**Short exercise**: Reproduce word for word the stretch of the listing below from its first line through the line containing "point(187, 156)", both included. Leave the pictures out of your answer.

**The data**:
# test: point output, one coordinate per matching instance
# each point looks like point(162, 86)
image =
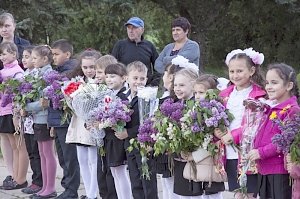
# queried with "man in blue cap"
point(136, 48)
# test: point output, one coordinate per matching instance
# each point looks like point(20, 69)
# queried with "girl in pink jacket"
point(281, 87)
point(243, 67)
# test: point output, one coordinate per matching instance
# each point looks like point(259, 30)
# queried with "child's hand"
point(23, 112)
point(121, 134)
point(218, 133)
point(253, 155)
point(227, 138)
point(44, 103)
point(187, 156)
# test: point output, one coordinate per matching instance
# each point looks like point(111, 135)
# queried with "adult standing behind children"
point(7, 34)
point(182, 45)
point(136, 48)
point(62, 51)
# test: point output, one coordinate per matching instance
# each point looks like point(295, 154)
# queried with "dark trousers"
point(34, 158)
point(141, 188)
point(106, 182)
point(67, 157)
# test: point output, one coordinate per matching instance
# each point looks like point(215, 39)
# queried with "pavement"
point(13, 194)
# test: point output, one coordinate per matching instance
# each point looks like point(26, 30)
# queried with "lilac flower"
point(145, 131)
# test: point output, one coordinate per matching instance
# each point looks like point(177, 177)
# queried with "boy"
point(141, 188)
point(106, 183)
point(62, 51)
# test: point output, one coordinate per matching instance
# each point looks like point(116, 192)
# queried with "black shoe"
point(14, 185)
point(51, 195)
point(67, 195)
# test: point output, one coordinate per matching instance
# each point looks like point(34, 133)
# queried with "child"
point(79, 135)
point(140, 187)
point(247, 82)
point(105, 179)
point(282, 89)
point(204, 83)
point(184, 82)
point(31, 143)
point(41, 58)
point(62, 51)
point(18, 160)
point(101, 64)
point(161, 162)
point(114, 147)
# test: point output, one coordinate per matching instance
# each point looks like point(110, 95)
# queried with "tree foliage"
point(271, 27)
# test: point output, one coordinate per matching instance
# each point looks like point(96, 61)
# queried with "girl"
point(184, 81)
point(114, 147)
point(161, 162)
point(244, 73)
point(78, 134)
point(17, 161)
point(282, 89)
point(27, 124)
point(41, 58)
point(204, 83)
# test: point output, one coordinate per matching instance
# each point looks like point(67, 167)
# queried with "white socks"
point(87, 158)
point(122, 182)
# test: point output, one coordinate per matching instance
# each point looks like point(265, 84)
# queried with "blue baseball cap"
point(135, 21)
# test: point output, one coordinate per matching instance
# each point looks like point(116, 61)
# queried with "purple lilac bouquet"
point(53, 92)
point(199, 121)
point(112, 112)
point(289, 128)
point(167, 123)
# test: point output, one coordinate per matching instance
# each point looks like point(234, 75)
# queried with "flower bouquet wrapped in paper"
point(254, 112)
point(288, 141)
point(112, 112)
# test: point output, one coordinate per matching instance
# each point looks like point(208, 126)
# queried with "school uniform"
point(141, 188)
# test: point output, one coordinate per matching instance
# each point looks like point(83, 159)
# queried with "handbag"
point(204, 170)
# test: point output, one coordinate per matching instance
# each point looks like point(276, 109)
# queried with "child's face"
point(88, 67)
point(200, 91)
point(27, 60)
point(240, 74)
point(38, 60)
point(135, 79)
point(60, 57)
point(167, 79)
point(183, 87)
point(276, 88)
point(7, 57)
point(100, 75)
point(114, 81)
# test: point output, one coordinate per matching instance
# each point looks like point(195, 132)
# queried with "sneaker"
point(15, 185)
point(31, 189)
point(6, 182)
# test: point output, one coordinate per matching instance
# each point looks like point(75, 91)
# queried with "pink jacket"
point(12, 70)
point(257, 92)
point(295, 174)
point(271, 161)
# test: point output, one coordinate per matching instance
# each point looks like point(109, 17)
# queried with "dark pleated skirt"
point(41, 132)
point(275, 186)
point(6, 124)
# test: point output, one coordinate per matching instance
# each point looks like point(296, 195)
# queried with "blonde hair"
point(192, 75)
point(104, 61)
point(136, 66)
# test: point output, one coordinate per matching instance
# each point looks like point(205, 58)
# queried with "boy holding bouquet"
point(141, 188)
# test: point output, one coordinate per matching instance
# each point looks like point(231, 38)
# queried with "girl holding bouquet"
point(15, 155)
point(114, 147)
point(78, 133)
point(184, 81)
point(41, 58)
point(247, 82)
point(282, 89)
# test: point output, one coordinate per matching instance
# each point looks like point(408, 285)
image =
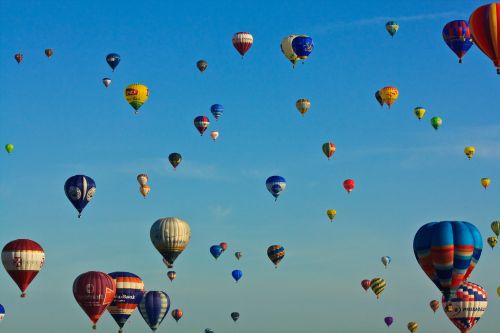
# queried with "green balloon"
point(436, 122)
point(9, 147)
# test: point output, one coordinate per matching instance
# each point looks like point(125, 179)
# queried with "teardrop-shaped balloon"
point(23, 259)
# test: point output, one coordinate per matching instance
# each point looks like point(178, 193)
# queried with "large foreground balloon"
point(457, 36)
point(129, 292)
point(275, 253)
point(448, 251)
point(113, 60)
point(484, 25)
point(79, 189)
point(170, 236)
point(466, 306)
point(275, 185)
point(23, 259)
point(154, 307)
point(136, 95)
point(242, 42)
point(94, 292)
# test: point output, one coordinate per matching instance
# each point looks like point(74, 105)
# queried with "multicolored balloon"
point(448, 251)
point(484, 26)
point(242, 42)
point(23, 259)
point(378, 286)
point(170, 236)
point(275, 185)
point(457, 36)
point(201, 123)
point(129, 292)
point(94, 292)
point(113, 59)
point(79, 189)
point(466, 306)
point(154, 307)
point(276, 253)
point(136, 95)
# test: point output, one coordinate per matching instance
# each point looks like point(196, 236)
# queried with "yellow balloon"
point(389, 95)
point(331, 214)
point(469, 151)
point(136, 95)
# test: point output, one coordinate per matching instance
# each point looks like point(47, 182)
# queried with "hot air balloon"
point(349, 185)
point(237, 274)
point(106, 81)
point(275, 253)
point(136, 95)
point(49, 53)
point(217, 110)
point(113, 60)
point(177, 314)
point(303, 105)
point(144, 190)
point(389, 95)
point(154, 307)
point(9, 147)
point(175, 159)
point(171, 275)
point(469, 151)
point(214, 135)
point(129, 292)
point(378, 285)
point(170, 236)
point(201, 123)
point(485, 182)
point(275, 185)
point(216, 251)
point(447, 251)
point(23, 259)
point(392, 27)
point(94, 292)
point(434, 304)
point(412, 326)
point(492, 241)
point(202, 65)
point(366, 284)
point(495, 227)
point(328, 149)
point(484, 24)
point(19, 57)
point(419, 112)
point(79, 189)
point(379, 98)
point(287, 49)
point(466, 306)
point(436, 122)
point(242, 42)
point(386, 260)
point(457, 36)
point(142, 178)
point(331, 213)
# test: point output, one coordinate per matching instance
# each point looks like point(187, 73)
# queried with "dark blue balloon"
point(302, 46)
point(216, 251)
point(113, 60)
point(217, 110)
point(237, 274)
point(80, 190)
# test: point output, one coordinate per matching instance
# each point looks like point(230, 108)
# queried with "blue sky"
point(64, 122)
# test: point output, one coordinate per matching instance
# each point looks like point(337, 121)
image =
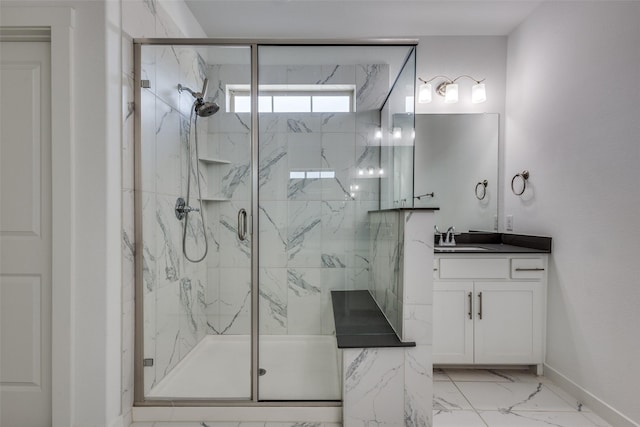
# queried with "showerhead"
point(203, 109)
point(206, 109)
point(195, 94)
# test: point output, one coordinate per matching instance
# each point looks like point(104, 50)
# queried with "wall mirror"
point(456, 169)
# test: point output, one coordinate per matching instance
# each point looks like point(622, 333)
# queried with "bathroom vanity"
point(489, 301)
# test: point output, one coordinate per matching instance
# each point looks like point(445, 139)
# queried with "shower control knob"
point(182, 209)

**Task response**:
# test: point output, one coordinate per matching instance
# each point looks like point(162, 86)
image =
# queried with "man in blue cap"
point(136, 48)
# test: point output, one coordinate per matching instance
# each point looks like point(20, 69)
# queried with "girl in pink jacket"
point(281, 87)
point(243, 67)
# test: point output, one coordinate per matching instance
# each point looks like point(259, 30)
# queried with "child's hand"
point(23, 112)
point(121, 134)
point(218, 133)
point(253, 155)
point(227, 138)
point(44, 103)
point(187, 156)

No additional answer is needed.